### Short problem
Return each line of the records below that contains the word "blue", copied without changes.

### Pointing records

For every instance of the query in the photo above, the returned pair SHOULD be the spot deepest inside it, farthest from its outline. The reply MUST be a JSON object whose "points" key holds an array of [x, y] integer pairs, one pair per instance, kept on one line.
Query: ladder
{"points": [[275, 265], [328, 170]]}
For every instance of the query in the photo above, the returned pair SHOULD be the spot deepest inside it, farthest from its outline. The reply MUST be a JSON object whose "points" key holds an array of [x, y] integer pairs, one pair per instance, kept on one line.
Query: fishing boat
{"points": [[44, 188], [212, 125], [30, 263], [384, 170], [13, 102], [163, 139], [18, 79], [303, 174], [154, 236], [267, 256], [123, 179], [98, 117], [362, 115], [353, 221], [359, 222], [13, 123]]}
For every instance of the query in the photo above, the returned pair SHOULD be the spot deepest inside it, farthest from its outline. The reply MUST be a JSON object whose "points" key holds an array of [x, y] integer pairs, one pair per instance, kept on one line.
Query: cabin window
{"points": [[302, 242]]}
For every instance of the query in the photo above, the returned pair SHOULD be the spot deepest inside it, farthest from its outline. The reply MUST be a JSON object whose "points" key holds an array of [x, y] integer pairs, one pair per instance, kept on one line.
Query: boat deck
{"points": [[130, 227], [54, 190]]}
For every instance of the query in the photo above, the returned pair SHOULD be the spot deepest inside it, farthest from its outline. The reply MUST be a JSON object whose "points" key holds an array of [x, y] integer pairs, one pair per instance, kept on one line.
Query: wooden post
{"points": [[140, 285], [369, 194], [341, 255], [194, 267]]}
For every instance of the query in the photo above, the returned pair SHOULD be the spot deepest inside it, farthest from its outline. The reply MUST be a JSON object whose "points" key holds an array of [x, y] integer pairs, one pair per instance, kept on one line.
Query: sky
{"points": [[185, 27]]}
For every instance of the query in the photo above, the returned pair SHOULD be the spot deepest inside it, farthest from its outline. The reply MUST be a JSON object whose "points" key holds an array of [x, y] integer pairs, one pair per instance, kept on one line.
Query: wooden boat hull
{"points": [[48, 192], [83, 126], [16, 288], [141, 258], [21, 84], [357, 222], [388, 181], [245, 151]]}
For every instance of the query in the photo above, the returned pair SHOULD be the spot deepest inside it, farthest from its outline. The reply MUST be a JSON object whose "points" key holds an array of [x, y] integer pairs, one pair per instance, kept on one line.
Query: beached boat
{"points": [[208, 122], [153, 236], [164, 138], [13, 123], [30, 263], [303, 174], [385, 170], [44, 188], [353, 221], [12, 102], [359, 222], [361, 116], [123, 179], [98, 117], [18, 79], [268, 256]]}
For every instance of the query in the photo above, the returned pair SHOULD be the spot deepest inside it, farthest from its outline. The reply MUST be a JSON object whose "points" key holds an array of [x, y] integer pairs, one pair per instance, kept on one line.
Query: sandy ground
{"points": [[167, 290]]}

--

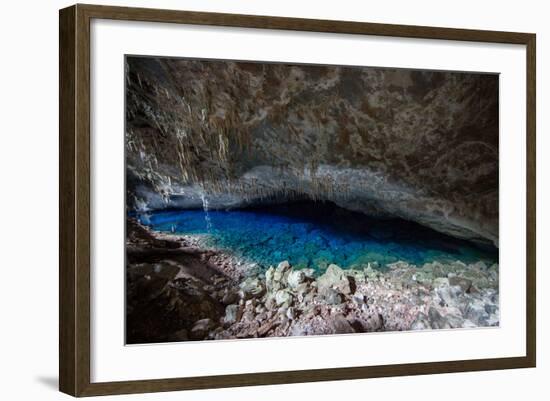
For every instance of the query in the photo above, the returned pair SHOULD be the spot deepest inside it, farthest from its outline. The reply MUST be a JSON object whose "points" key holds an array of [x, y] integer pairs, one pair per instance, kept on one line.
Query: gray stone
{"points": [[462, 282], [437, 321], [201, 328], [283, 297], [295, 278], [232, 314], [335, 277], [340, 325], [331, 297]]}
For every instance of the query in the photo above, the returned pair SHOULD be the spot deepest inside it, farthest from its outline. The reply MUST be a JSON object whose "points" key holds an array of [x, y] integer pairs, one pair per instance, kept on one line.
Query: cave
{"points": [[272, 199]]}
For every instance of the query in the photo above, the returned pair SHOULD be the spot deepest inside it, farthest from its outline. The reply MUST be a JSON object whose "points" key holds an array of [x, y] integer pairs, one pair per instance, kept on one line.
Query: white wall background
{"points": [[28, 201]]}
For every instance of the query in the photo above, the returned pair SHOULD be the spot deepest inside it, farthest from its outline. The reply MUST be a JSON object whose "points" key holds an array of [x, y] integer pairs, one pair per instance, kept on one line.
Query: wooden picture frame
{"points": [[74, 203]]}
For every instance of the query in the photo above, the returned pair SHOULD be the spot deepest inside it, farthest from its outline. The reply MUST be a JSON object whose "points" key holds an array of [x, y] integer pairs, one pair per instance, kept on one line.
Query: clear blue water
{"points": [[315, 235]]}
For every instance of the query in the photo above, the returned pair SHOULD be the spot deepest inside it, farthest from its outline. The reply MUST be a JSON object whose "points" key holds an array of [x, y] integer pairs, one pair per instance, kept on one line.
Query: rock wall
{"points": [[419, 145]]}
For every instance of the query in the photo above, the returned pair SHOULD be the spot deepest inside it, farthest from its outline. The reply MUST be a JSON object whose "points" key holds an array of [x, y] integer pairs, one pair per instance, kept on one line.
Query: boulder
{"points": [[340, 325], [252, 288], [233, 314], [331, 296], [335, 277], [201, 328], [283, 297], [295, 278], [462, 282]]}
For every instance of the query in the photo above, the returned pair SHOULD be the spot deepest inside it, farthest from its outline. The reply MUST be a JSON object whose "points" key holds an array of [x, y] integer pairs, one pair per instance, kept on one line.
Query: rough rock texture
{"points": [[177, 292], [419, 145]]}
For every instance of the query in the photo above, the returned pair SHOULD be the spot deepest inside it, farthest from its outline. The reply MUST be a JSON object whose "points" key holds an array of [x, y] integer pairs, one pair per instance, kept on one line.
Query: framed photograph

---

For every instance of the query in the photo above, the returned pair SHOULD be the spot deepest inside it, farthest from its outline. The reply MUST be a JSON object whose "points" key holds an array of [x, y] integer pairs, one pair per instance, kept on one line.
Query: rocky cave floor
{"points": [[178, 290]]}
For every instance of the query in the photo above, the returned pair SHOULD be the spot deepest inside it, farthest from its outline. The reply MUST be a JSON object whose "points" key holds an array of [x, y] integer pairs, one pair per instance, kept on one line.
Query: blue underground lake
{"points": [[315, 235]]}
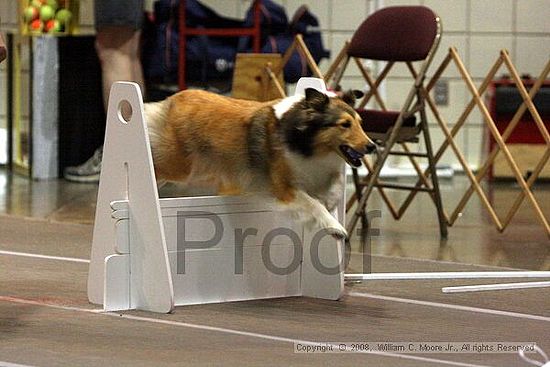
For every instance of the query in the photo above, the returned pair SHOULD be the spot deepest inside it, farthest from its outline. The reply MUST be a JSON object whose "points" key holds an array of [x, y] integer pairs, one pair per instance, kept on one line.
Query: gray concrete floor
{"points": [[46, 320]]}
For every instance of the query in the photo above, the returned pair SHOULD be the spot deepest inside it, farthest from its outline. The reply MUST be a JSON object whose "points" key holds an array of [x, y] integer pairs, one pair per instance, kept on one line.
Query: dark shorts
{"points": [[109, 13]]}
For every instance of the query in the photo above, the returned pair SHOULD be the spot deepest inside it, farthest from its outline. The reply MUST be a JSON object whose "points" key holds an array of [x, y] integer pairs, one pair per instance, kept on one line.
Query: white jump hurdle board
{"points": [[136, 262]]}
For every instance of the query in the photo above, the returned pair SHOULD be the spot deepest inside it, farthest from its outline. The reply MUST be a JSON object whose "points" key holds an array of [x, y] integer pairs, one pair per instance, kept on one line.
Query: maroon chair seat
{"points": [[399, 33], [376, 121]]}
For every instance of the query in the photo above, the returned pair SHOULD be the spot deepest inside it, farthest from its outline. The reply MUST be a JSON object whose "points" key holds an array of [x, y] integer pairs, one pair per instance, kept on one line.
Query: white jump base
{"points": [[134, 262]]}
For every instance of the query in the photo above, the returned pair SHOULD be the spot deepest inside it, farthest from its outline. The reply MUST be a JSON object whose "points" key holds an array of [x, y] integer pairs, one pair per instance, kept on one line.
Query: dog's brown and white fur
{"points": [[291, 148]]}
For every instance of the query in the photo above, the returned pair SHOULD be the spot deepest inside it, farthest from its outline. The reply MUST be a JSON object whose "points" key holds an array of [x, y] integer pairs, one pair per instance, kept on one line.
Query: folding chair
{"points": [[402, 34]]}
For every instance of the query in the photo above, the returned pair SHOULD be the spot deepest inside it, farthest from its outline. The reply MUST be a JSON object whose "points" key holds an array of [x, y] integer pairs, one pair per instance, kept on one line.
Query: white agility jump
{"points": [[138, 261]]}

### Answer for this exercise
Query: clear blue water
Query: blue underground lake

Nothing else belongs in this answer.